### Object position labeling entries
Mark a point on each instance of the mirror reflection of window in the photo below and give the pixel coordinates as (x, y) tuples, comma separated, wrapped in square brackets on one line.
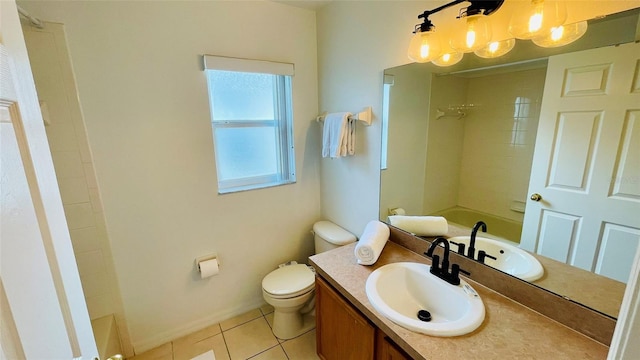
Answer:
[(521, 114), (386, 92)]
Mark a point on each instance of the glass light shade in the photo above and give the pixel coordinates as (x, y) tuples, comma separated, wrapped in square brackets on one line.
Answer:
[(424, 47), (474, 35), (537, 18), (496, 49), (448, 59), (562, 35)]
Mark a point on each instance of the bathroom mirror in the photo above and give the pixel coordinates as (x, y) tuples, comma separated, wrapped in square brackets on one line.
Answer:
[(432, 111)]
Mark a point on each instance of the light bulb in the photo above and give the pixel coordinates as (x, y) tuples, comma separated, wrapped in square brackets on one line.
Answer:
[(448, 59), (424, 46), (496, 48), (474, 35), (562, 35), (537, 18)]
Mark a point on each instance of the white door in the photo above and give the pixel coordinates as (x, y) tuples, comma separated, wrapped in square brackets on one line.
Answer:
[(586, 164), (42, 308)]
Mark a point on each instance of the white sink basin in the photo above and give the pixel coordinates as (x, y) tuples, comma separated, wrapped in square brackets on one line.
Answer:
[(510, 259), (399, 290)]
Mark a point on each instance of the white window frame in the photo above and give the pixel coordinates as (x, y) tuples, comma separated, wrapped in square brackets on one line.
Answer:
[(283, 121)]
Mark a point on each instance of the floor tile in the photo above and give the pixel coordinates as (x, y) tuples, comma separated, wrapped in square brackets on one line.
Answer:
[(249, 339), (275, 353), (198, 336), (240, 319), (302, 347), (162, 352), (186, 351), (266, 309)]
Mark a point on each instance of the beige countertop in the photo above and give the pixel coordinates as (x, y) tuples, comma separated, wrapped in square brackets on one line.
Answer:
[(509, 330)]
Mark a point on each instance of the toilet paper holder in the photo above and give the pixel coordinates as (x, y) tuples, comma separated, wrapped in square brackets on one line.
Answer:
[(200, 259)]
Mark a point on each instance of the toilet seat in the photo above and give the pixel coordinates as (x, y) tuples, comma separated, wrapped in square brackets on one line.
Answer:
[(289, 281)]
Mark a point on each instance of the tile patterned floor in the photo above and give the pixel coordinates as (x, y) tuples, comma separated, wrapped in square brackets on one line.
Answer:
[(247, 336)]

---

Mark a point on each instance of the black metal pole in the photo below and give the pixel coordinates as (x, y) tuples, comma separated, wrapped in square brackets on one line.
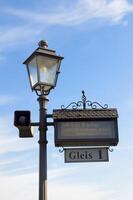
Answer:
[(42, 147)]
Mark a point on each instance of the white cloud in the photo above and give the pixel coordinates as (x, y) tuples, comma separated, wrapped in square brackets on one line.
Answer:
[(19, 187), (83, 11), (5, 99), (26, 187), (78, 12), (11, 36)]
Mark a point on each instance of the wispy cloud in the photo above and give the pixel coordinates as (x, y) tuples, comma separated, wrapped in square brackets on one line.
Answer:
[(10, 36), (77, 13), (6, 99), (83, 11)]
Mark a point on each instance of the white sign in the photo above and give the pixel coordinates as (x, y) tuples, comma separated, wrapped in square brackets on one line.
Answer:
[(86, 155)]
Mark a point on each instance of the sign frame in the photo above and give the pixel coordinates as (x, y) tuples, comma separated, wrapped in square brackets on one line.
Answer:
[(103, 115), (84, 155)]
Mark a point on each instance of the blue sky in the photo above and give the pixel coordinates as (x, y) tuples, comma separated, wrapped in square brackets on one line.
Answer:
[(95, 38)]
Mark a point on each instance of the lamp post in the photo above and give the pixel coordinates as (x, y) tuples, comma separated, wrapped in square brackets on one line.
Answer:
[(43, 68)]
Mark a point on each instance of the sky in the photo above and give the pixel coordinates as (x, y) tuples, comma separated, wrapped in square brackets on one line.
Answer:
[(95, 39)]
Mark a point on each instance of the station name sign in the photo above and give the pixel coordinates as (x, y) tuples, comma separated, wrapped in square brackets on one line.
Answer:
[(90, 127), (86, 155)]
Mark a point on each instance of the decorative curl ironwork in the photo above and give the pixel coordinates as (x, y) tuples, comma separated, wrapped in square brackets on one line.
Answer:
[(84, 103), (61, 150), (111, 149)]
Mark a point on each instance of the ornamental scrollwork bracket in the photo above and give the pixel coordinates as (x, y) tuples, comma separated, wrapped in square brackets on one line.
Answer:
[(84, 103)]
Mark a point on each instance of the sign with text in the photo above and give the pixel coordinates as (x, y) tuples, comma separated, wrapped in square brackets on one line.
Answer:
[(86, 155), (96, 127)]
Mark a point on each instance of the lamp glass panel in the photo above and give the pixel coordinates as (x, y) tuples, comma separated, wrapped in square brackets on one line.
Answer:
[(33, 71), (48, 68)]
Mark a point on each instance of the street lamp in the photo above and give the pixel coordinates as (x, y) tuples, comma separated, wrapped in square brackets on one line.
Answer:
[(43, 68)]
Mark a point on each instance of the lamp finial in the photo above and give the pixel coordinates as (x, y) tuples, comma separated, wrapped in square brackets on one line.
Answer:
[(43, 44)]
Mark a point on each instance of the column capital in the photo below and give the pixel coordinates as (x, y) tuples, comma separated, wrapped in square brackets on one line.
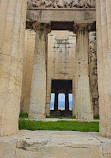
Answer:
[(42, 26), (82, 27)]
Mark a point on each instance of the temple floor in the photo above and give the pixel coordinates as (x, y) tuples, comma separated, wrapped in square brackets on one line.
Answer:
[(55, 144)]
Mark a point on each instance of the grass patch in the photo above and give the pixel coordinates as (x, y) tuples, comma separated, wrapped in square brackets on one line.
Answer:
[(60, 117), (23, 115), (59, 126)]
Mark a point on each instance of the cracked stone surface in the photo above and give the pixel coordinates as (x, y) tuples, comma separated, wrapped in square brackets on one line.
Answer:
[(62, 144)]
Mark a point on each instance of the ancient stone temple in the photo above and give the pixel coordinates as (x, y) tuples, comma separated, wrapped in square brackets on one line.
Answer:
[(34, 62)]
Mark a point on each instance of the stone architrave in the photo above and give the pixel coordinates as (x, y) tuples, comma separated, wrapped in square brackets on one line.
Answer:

...

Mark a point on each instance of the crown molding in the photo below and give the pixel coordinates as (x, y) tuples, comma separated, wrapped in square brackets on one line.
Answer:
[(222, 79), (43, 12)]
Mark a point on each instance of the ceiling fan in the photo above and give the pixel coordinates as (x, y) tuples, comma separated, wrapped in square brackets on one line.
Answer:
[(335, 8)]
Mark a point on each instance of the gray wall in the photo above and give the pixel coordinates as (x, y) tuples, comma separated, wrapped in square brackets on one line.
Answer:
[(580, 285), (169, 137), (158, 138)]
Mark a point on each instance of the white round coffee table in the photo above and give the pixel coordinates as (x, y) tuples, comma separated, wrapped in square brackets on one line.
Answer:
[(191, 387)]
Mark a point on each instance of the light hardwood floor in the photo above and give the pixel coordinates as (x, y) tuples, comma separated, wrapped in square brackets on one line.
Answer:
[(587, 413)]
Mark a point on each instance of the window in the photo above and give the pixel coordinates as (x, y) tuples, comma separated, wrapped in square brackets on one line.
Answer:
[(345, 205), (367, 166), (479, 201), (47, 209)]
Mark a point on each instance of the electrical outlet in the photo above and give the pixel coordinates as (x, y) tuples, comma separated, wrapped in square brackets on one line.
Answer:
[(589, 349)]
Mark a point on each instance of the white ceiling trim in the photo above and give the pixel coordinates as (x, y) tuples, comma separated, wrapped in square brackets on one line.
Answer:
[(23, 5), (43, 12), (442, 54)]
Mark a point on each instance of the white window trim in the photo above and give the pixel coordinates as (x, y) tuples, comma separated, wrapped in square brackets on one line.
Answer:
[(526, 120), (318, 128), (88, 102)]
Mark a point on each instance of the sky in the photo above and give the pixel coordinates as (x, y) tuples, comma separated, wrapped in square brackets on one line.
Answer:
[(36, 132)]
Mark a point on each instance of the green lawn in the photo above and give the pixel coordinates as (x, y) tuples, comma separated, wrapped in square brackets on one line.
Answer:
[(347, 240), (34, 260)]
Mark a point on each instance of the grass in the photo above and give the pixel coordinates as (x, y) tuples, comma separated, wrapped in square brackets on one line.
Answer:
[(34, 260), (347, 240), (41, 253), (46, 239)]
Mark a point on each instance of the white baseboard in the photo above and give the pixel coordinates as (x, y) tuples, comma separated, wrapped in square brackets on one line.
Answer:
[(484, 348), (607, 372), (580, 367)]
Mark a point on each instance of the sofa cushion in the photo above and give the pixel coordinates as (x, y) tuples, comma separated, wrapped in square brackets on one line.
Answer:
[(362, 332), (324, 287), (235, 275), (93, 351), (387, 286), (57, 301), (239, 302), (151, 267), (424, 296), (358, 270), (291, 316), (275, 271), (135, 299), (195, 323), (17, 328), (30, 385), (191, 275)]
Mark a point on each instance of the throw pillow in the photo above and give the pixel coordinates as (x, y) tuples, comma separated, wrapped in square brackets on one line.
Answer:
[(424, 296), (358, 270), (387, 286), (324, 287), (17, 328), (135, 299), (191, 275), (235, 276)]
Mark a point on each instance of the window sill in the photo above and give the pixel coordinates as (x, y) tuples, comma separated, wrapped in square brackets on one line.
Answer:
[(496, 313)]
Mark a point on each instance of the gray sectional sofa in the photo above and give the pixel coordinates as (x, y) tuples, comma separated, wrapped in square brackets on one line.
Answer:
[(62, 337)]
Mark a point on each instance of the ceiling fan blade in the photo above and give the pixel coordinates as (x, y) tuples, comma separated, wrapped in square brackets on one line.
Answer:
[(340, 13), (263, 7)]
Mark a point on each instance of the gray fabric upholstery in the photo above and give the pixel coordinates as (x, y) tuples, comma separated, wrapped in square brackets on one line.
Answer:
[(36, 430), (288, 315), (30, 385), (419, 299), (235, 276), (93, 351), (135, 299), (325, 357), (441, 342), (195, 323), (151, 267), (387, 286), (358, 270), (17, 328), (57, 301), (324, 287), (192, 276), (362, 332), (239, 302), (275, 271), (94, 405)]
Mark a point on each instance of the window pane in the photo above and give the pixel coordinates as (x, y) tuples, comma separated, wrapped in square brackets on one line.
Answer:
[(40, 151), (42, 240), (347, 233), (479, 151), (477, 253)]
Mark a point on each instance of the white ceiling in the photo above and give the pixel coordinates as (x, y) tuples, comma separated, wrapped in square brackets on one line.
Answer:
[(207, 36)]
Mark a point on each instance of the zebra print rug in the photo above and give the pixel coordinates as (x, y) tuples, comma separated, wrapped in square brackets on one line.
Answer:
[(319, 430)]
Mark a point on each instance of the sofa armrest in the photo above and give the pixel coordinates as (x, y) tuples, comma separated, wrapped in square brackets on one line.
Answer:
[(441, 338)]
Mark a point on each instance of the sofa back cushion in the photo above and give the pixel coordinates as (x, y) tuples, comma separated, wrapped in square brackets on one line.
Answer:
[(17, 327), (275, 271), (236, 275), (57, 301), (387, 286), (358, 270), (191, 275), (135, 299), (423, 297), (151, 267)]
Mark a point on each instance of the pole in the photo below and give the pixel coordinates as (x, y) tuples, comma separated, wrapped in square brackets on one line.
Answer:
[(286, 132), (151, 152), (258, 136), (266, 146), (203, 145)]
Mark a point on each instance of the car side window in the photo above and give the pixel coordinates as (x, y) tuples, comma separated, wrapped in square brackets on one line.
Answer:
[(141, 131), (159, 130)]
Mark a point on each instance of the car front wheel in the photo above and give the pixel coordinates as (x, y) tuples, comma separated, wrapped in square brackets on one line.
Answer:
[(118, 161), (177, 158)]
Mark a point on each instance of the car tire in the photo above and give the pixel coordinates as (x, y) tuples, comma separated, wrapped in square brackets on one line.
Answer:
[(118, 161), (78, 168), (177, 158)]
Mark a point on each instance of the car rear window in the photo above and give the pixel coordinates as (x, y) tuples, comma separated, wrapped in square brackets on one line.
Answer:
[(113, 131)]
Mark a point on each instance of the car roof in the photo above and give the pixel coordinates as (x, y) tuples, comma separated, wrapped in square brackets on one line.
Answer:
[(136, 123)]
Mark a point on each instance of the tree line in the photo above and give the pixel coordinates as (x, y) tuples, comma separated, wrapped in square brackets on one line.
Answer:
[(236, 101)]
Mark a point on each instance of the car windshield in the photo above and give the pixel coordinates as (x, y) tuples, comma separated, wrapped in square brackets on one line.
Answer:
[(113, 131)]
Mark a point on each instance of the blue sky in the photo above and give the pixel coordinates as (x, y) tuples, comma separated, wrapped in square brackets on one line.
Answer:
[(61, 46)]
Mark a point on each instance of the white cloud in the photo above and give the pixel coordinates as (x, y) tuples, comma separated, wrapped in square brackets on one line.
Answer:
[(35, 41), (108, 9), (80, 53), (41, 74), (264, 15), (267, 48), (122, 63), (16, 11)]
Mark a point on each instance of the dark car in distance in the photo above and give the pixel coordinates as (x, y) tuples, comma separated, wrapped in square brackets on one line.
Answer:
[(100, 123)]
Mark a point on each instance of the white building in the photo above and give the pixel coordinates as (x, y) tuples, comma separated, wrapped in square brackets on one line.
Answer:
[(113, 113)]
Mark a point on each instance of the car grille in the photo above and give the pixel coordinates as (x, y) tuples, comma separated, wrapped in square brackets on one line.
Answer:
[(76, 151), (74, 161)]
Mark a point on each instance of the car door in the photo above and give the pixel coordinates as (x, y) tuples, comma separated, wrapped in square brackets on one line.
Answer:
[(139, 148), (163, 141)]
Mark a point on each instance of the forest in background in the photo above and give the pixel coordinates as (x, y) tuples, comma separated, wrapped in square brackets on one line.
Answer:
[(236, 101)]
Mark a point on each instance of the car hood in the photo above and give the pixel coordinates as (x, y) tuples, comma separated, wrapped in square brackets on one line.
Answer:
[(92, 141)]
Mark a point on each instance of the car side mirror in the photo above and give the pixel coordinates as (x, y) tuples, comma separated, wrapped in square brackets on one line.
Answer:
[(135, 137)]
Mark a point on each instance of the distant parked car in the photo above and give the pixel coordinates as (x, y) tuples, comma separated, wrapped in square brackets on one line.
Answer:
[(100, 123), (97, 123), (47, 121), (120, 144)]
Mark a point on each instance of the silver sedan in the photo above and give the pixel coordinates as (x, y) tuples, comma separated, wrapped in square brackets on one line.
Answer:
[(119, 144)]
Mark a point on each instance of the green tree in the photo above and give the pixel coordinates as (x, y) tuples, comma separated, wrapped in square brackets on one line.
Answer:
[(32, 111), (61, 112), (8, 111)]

### What to do
Swap every "car" for "vehicle" in the stretch from the line containing "Mark a point on each instance of the tree" through the line containing "[(76, 151), (74, 161)]", and write out only those lines with all else unchanged.

### Result
Mark a point on each instance of the tree line in the photo above and give the pixel coordinates as (x, y) tuples, comma separated, wrapped in square brackets on one line.
Answer:
[(236, 101)]
Mark a point on each instance of the vehicle windshield in the photo above and give the pixel coordinates as (x, y) tuples, comma separated, wrapped in square brackets on one line.
Answer:
[(113, 131)]
Mark a point on each instance of the blue sky in the photo above and give the pixel coordinates as (x, y) tuples, comma separated, wrapped in square brackets on one line.
Answer:
[(61, 46)]
Mark a point on each instance of the white cloud in the photo above and give the pixel coordinates as (x, y) tuples, comma separated, wrapped in square brackets on one line.
Answer:
[(35, 41), (108, 9), (80, 53), (41, 74), (264, 15), (267, 48), (122, 63), (16, 11)]
Mark a point on each instance of the dark vehicle in distance in the photo above and give the pixel coordinates as (x, y) tuples, comma separated, wrapped in square brackets on one line.
Answer:
[(100, 123)]
Mark a point on each instance of the white building in the photo above and give the pixel coordinates as (x, y) tuples, comma separated, wrapped in square brackets on one line.
Answer:
[(113, 113)]
Mark a point on each instance of the vehicle grille in the photo above and give the pixel coordinates as (x, y) tuples, comma separated, wrapped in square brackets on one line.
Answer:
[(76, 151), (74, 161)]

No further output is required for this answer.